■ Exercise data
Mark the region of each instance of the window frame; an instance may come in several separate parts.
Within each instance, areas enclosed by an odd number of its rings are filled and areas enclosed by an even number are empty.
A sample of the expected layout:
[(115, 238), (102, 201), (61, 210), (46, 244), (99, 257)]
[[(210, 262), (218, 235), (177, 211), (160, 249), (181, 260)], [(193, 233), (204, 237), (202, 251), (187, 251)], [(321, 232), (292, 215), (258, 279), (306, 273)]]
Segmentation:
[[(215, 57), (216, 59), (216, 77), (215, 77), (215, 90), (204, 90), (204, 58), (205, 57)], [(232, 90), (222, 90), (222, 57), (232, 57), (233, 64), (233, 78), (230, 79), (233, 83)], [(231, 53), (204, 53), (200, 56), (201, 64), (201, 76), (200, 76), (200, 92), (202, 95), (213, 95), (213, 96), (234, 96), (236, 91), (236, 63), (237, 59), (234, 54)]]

■ Action item
Every line from the one containing "[(115, 238), (102, 201), (61, 210), (46, 244), (99, 257)]" through the end of the entries above must be echoed exactly, with both ends kept.

■ Solution for this task
[(115, 238), (102, 201), (61, 210), (46, 244), (99, 257)]
[[(210, 262), (218, 235), (177, 211), (160, 249), (181, 260)], [(193, 233), (204, 237), (202, 251), (187, 251)], [(321, 232), (292, 215), (258, 279), (306, 273)]]
Segmentation:
[[(215, 57), (216, 59), (216, 77), (215, 77), (215, 90), (204, 90), (204, 58), (205, 57)], [(232, 90), (222, 90), (222, 57), (232, 57), (233, 64), (233, 78), (230, 79), (233, 83)], [(231, 53), (204, 53), (200, 56), (201, 64), (201, 76), (200, 76), (200, 92), (202, 95), (213, 95), (213, 96), (234, 96), (236, 91), (236, 63), (237, 59), (234, 54)]]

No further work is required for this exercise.